__Entries from a pointing dataset__:

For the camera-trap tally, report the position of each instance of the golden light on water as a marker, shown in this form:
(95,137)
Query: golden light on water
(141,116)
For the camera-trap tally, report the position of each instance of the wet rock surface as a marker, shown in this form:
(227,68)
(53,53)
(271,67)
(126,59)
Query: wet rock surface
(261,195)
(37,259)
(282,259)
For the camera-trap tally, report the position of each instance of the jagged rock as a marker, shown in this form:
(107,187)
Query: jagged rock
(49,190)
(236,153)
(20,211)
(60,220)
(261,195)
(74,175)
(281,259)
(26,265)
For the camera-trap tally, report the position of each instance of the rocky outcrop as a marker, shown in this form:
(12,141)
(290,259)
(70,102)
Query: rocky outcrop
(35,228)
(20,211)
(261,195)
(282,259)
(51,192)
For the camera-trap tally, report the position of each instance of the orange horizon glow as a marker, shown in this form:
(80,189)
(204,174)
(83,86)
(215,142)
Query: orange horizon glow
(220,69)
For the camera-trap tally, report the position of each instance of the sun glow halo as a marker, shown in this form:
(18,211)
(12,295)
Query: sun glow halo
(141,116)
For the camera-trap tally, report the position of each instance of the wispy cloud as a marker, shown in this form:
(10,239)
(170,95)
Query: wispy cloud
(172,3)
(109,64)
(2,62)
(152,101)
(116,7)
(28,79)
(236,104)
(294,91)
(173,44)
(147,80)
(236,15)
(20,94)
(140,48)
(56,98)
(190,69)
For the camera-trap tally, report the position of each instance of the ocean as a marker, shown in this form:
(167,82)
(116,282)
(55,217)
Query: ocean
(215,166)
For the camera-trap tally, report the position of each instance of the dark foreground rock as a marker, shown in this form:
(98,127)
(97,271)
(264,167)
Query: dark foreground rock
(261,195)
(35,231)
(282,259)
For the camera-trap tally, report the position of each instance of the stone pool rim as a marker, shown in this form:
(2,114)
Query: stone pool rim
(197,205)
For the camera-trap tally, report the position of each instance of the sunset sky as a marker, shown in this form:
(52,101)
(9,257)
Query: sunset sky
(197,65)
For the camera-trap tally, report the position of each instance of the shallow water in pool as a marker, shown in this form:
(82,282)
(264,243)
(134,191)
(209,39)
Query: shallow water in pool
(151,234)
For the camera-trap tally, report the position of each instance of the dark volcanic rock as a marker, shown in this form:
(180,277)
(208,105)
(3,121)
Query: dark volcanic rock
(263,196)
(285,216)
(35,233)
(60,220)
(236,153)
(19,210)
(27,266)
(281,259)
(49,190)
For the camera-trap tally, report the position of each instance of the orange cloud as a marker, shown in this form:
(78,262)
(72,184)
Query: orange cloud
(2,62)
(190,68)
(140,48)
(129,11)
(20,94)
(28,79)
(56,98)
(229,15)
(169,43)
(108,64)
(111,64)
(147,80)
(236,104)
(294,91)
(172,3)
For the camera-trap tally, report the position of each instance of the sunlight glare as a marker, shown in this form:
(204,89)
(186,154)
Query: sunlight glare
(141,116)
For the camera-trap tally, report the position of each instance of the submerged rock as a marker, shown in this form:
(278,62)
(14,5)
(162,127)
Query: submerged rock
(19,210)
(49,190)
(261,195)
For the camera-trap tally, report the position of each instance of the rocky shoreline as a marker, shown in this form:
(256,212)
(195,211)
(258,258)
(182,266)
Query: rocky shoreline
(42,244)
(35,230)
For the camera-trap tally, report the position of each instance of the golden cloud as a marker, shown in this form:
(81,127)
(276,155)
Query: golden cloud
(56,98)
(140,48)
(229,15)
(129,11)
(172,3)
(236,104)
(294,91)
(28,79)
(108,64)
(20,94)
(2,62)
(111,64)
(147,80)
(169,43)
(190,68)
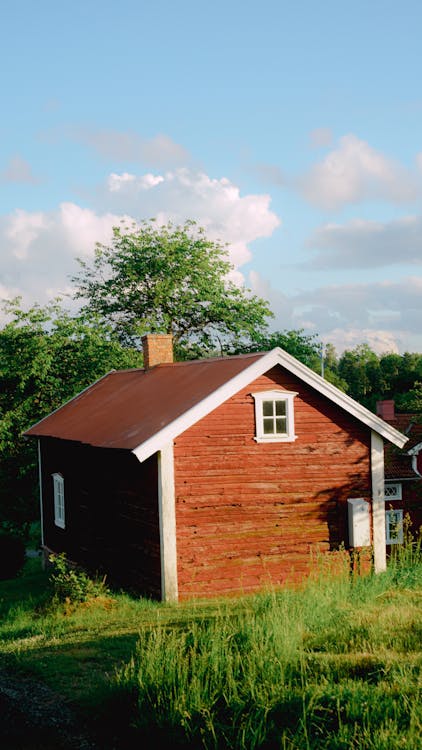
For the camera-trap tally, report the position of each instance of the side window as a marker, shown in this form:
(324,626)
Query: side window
(274,416)
(58,488)
(394,526)
(392,491)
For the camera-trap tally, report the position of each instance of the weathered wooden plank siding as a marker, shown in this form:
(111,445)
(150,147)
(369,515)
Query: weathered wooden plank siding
(249,514)
(111,510)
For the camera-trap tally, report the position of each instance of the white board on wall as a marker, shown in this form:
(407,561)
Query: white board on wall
(359,516)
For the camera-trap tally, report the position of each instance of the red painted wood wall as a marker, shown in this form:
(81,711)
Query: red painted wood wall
(250,514)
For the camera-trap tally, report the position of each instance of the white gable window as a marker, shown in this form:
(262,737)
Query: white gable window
(274,416)
(58,488)
(392,491)
(394,526)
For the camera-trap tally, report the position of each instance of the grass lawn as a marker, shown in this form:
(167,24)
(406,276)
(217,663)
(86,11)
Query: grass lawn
(334,664)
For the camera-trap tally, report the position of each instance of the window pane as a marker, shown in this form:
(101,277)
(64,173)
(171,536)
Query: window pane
(281,425)
(280,408)
(268,408)
(268,426)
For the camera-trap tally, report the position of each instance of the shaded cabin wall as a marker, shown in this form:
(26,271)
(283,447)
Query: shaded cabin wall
(249,513)
(111,511)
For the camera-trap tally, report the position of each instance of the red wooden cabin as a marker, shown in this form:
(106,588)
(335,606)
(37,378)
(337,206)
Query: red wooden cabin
(209,477)
(403,476)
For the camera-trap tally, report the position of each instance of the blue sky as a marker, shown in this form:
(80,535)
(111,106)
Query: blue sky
(290,130)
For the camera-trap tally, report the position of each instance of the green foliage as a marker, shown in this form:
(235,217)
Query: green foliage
(371,377)
(308,669)
(307,348)
(12,555)
(411,401)
(170,279)
(46,357)
(71,584)
(332,665)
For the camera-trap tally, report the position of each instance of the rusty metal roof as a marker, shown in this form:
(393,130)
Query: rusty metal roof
(125,408)
(142,410)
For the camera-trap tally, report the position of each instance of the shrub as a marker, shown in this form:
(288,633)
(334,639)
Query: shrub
(71,584)
(12,556)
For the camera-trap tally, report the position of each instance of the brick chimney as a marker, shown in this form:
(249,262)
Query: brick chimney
(385,410)
(157,349)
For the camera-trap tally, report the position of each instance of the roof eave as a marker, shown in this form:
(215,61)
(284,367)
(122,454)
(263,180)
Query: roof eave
(266,362)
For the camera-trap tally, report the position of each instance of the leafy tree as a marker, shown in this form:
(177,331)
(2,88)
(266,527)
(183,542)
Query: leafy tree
(411,401)
(170,279)
(360,368)
(307,348)
(46,357)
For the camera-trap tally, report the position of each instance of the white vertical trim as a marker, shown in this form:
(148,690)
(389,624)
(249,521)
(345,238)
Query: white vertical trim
(415,464)
(40,486)
(378,503)
(167,516)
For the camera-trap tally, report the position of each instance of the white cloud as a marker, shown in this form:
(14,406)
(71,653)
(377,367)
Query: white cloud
(367,244)
(39,248)
(216,204)
(379,341)
(353,172)
(120,182)
(321,137)
(386,315)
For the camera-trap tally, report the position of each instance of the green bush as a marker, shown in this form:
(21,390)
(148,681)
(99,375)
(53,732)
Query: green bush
(70,584)
(12,556)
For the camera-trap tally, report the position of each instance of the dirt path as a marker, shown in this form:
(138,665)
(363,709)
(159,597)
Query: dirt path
(33,717)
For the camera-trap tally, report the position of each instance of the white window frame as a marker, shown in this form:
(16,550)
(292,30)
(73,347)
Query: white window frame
(59,509)
(394,526)
(396,491)
(275,395)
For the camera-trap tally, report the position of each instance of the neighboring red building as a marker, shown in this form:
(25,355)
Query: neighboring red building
(403,475)
(214,476)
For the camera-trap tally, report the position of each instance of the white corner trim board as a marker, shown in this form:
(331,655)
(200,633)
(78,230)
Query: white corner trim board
(167,520)
(378,502)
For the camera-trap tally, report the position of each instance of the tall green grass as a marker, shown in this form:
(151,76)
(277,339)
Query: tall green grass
(333,665)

__Task to complete__:
Rewrite everything from the line containing "the green bush" down through the end of the records, requests included, rescaling every coordinate in the answers by 0.2. Round each result to a whole number, with halves rounded up, and leave the requests and their format samples unchanged.

__Task solution__:
For the camera-trap tally, report the position of each instance of the green bush as a marker, shown in this form:
(21,390)
(148,681)
(99,375)
(53,732)
Query: green bush
(14,117)
(2,111)
For the camera-trap tally, report the position of each instance of the dirt path as a marker, shown in this form:
(138,665)
(363,709)
(159,597)
Query: dirt path
(7,143)
For the camera-trap tally, report the position of each instance of the white window frame as a marker, shown in this form:
(16,550)
(292,30)
(73,347)
Query: white window frame
(12,102)
(79,105)
(79,98)
(55,79)
For the camera-trap tally, report the position of each instance of the neighboring red building as a marker, shown in this form:
(25,355)
Query: neighboring red building
(81,95)
(43,95)
For the camera-trap tally, report the position of each instance of the white corner trim board as a marker, shown in this form:
(331,655)
(200,633)
(78,230)
Query: white corner trim board
(33,104)
(76,100)
For the camera-trap tally, report the position of each instance of the tall green grass as a marker, shown in this form:
(151,76)
(277,339)
Query: tall green grass
(67,133)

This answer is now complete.